• What this task involves:
Print the line that has "Exercise. Label the bus station" in it, then every remaining line of the data, exactly and without anything extra.
------------------------------------------------------------
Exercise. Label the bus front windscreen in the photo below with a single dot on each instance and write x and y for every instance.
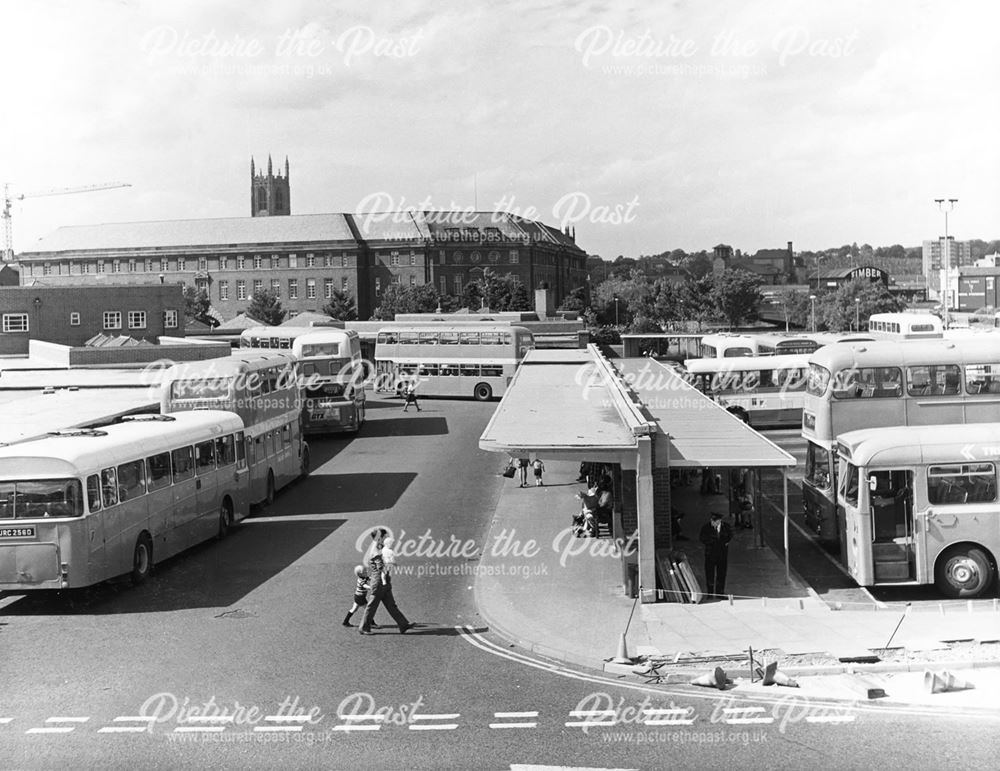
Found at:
(37, 498)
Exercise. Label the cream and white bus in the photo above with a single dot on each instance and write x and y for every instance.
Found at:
(445, 359)
(920, 506)
(263, 389)
(330, 371)
(80, 506)
(763, 390)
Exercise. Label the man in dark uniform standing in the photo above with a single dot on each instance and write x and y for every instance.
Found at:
(716, 535)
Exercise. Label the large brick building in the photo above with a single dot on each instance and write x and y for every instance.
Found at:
(304, 258)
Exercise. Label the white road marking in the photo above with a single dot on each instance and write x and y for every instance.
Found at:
(53, 730)
(830, 718)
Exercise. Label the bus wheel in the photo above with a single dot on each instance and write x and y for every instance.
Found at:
(142, 559)
(269, 495)
(483, 392)
(964, 571)
(225, 518)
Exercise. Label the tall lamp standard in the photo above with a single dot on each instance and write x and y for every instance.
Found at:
(946, 205)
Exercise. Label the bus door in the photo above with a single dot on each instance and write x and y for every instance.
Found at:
(890, 500)
(97, 550)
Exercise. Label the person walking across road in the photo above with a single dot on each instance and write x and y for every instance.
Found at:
(716, 535)
(381, 586)
(410, 396)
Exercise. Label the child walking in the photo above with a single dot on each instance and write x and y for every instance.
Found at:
(361, 588)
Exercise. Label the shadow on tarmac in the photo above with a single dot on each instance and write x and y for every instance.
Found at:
(343, 493)
(215, 574)
(408, 426)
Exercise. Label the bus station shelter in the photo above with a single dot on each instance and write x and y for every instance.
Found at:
(578, 405)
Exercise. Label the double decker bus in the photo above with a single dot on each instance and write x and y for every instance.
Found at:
(888, 383)
(83, 505)
(445, 359)
(920, 506)
(763, 390)
(263, 389)
(330, 369)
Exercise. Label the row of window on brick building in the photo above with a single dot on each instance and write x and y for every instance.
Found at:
(241, 262)
(111, 320)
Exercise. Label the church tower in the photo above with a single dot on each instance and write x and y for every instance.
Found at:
(269, 195)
------------------------------------------------------------
• Exercise answer:
Exercise. Label the bus station shelter in the photo above with a single dot on each instance and write x and y for every instance.
Found at:
(578, 405)
Exercise. Label the double decker bus in the photo above with a single dot on each instance and write x and y for every instance.
Found at:
(888, 383)
(83, 505)
(445, 359)
(920, 506)
(763, 390)
(263, 389)
(330, 369)
Exercise. Label the row of window on brick building in the photo above with a single dot on each instance and write x and y for every instance.
Found at:
(241, 262)
(111, 320)
Exercise. Label the church tower in the photo above with a single dot on each instance and write x and y for every instance.
Found at:
(269, 195)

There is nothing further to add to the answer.